▶ [GIVEN REQUEST]
Convert the entries in the stretch from the line containing "Screenshot question: what is the bounding box of the white sofa" through the line containing "[314,111,338,153]" into a two-column CSV with columns named "prompt" and "answer". Give one row per entry, and put its text and its answer each in a single quoted field, with any line breaks replaced by spaces.

* START SOURCE MATERIAL *

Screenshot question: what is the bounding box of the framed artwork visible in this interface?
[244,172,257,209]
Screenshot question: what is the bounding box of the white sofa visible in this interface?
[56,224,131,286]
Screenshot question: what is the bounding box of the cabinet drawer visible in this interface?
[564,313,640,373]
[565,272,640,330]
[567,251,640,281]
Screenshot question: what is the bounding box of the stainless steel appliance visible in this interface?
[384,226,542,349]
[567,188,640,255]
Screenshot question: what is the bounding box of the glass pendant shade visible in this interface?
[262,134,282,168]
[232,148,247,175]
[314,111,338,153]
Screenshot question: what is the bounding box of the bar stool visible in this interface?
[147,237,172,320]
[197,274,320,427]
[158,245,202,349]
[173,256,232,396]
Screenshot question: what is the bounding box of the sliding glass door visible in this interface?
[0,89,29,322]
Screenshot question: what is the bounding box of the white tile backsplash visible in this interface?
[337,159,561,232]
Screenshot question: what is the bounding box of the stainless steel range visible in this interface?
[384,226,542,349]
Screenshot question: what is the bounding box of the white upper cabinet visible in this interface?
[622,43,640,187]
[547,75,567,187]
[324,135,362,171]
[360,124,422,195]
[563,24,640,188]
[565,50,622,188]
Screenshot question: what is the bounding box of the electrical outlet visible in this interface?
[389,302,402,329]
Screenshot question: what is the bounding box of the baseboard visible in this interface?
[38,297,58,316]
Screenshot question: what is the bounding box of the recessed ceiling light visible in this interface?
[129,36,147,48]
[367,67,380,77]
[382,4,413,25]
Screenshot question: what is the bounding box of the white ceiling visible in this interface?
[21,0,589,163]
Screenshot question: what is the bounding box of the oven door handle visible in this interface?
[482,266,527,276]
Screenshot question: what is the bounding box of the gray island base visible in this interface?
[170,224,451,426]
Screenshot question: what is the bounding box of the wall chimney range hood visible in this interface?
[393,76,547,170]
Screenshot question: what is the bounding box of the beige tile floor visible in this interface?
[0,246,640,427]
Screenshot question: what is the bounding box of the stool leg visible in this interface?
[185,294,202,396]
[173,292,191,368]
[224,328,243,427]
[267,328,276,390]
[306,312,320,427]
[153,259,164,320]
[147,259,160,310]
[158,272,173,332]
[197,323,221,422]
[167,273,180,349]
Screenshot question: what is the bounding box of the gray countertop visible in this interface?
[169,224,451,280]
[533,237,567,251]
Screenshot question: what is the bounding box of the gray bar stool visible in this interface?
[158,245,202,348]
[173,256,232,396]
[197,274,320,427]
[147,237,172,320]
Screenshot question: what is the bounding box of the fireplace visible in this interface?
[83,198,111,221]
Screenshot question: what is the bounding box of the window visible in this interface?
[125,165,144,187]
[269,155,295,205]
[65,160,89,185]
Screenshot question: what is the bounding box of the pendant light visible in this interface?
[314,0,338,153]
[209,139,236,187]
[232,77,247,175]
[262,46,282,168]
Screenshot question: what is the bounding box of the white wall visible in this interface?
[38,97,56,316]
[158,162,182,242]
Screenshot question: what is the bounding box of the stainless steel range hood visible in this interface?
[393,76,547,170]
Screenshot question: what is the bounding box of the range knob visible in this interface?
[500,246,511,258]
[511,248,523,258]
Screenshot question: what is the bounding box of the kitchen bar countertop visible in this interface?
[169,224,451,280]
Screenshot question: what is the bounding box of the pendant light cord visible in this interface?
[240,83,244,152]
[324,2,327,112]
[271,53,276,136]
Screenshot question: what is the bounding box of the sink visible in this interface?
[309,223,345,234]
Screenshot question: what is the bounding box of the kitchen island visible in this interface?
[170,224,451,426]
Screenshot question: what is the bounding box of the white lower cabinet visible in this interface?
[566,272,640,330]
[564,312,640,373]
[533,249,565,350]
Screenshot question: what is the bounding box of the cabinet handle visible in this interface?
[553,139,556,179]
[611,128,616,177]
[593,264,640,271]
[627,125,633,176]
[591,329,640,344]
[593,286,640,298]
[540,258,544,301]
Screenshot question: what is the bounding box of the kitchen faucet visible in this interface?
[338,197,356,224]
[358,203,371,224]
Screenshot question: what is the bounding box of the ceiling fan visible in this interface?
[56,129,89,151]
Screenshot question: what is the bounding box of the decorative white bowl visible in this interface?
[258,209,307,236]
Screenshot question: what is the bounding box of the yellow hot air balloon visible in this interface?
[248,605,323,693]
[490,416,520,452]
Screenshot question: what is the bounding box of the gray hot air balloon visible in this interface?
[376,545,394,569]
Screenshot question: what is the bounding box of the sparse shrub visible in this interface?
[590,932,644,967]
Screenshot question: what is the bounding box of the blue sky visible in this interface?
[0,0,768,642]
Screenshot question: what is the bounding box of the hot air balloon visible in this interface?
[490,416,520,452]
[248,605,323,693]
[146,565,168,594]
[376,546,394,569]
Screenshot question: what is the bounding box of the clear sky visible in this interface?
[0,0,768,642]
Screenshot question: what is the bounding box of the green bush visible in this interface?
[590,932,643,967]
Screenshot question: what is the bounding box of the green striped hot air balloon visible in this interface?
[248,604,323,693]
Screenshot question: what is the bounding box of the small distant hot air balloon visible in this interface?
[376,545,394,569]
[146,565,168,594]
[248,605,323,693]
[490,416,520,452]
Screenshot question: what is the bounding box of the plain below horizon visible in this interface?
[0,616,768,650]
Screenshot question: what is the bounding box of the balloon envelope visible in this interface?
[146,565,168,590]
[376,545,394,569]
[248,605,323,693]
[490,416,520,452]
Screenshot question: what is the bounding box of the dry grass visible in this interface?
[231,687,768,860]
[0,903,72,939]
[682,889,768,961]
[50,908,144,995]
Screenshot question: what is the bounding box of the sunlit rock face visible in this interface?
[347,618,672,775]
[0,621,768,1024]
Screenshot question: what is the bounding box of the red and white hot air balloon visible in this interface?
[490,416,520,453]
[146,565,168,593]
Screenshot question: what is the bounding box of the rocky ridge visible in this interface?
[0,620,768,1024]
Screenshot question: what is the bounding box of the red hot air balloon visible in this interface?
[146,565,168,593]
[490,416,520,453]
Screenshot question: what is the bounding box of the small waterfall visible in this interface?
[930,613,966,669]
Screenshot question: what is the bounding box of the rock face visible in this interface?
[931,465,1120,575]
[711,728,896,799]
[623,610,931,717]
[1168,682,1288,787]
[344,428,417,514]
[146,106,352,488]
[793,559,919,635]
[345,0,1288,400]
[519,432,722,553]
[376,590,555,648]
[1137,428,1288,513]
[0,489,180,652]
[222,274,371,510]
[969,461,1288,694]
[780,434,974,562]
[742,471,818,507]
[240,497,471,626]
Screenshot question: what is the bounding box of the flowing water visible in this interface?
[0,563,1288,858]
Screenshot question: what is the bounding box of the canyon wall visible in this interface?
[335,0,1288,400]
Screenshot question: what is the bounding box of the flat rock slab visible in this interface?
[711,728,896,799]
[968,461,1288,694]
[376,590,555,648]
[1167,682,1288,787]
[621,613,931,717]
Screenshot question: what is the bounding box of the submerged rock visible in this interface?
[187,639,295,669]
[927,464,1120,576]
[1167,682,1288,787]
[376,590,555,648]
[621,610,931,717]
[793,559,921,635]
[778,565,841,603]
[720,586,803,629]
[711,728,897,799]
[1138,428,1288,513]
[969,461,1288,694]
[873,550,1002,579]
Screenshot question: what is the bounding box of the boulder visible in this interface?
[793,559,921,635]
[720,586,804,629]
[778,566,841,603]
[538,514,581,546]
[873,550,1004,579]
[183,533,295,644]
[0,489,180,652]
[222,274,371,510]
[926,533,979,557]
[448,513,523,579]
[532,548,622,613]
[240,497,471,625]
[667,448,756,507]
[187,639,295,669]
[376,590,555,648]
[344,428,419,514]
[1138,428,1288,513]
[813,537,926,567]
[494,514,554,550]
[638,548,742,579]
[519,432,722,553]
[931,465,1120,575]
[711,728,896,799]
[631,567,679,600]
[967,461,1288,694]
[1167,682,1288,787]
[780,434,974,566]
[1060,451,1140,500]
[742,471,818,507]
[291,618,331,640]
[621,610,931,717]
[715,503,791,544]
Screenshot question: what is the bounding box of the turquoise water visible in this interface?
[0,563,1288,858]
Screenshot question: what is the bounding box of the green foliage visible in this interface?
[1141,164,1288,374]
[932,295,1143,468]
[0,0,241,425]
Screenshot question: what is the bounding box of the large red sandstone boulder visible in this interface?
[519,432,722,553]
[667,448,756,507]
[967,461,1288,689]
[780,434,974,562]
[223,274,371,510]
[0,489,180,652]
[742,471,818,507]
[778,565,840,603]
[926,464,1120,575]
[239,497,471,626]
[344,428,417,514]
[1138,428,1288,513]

* END SOURCE MATERIAL *

▶ [WRITTEN RESPONSE]
prompt,answer
"Screenshot question: what is the bounding box of the white sofa visible in this interface?","[56,224,131,286]"
"Screenshot question: what is the bounding box of the cabinet drawer visible in this interface?","[564,313,640,373] [565,272,640,330] [567,251,640,281]"
"Screenshot question: what is the bounding box of the stainless steel appliance visible in this interface?","[384,226,542,349] [567,188,640,255]"
"Screenshot question: what is the bounding box of the glass pendant shade visible in this interface?","[262,134,282,168] [232,148,247,175] [314,111,338,153]"